(Extracted entries)
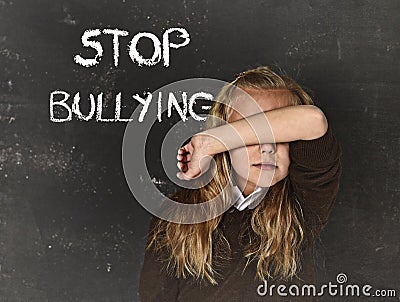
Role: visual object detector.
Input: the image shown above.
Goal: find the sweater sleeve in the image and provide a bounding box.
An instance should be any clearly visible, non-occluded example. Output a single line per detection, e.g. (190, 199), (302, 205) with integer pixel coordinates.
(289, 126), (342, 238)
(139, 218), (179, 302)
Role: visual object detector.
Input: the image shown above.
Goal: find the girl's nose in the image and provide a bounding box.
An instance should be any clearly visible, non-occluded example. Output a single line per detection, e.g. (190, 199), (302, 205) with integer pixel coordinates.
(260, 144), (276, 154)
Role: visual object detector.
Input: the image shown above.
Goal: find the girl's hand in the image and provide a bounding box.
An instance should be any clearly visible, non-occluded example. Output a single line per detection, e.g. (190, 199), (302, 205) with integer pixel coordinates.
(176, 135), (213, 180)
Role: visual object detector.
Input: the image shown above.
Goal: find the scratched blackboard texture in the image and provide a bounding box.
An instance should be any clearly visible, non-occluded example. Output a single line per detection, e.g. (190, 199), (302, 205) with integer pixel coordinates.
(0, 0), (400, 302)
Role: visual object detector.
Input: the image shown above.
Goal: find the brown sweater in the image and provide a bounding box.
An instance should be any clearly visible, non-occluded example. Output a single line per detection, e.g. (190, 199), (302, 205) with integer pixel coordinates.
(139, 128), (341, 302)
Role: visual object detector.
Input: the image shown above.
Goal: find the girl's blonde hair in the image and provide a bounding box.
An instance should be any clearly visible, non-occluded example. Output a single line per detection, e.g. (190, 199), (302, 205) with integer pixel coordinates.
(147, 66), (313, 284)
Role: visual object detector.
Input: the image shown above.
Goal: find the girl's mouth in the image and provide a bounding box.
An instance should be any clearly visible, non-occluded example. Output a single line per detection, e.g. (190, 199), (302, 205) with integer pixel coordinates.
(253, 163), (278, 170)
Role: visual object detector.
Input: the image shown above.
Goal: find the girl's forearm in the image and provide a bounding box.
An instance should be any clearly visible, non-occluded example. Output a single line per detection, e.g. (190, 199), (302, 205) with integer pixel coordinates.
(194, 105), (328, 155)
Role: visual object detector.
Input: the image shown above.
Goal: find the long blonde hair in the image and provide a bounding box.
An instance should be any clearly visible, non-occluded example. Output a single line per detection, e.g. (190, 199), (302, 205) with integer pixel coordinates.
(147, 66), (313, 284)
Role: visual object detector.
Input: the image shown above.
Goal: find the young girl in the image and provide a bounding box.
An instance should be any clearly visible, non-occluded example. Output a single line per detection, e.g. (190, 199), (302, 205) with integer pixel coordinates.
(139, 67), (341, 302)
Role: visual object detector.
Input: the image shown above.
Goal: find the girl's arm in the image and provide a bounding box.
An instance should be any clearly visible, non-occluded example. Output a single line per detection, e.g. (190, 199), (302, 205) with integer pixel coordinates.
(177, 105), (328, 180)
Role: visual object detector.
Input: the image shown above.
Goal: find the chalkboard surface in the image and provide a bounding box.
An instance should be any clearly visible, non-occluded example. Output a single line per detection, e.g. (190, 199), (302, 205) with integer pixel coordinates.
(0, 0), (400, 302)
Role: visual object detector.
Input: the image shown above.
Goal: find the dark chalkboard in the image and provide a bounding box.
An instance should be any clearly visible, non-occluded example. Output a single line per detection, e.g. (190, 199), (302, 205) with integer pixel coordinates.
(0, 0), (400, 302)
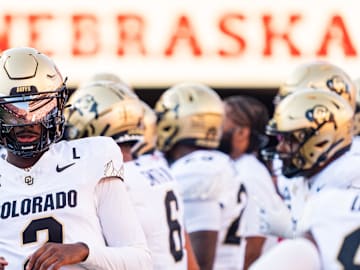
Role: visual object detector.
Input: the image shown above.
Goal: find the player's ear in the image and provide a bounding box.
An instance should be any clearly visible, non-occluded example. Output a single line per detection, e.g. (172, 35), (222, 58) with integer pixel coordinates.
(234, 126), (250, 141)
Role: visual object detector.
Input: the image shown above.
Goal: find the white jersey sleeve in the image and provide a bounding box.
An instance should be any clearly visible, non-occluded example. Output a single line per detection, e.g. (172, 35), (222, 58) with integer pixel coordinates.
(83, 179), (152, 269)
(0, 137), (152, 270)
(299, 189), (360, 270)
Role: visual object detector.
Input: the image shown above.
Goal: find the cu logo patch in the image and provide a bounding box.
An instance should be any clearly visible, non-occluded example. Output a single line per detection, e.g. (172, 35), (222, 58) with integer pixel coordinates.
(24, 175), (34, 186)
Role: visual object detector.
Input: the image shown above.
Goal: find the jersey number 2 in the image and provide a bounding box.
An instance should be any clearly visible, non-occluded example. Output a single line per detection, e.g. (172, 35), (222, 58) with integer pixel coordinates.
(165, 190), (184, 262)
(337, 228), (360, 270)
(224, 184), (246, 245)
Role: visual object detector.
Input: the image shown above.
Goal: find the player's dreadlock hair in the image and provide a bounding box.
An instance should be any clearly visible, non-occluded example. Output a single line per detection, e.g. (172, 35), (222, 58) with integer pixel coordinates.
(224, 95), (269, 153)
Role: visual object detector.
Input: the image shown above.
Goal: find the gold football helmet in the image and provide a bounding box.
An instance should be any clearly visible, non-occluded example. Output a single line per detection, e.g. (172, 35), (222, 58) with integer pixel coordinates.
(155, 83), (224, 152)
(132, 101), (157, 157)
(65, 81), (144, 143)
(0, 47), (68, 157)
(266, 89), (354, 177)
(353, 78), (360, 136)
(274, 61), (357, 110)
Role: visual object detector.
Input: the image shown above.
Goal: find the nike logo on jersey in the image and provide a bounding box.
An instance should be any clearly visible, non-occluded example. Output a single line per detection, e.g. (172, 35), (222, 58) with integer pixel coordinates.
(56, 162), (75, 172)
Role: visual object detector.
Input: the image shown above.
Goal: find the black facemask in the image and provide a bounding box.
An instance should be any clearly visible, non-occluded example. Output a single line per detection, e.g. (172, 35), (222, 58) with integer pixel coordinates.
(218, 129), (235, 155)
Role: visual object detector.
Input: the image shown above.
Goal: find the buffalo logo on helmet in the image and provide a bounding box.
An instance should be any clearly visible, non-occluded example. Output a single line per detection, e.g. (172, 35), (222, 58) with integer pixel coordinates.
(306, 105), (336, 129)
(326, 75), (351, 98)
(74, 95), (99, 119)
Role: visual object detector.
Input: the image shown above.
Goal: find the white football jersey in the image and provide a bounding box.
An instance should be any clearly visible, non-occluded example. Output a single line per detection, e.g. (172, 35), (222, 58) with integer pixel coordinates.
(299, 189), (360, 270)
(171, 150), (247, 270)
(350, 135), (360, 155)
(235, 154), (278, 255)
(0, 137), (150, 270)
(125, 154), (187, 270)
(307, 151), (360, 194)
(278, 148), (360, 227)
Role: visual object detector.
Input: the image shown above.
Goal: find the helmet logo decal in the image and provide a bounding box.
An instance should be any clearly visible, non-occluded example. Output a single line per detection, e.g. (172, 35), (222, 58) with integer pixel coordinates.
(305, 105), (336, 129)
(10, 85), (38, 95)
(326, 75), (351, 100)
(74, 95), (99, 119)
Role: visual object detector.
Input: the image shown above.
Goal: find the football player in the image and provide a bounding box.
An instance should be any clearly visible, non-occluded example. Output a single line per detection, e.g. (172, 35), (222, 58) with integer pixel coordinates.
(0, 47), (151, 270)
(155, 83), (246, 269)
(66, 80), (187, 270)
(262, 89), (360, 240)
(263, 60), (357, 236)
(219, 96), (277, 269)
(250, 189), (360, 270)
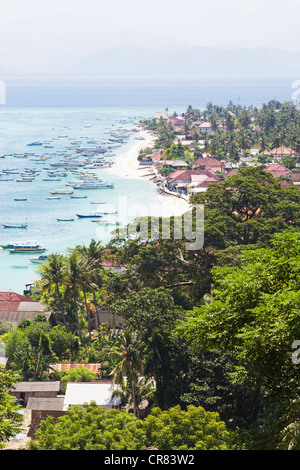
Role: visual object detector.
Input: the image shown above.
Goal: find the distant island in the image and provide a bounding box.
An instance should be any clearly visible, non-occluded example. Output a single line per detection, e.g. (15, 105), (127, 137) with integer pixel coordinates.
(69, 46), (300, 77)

§ **Given instruction**
Tally how many lines of the entries contain the string "helmet", matching case exactly, and give only that number.

§ **Task result**
3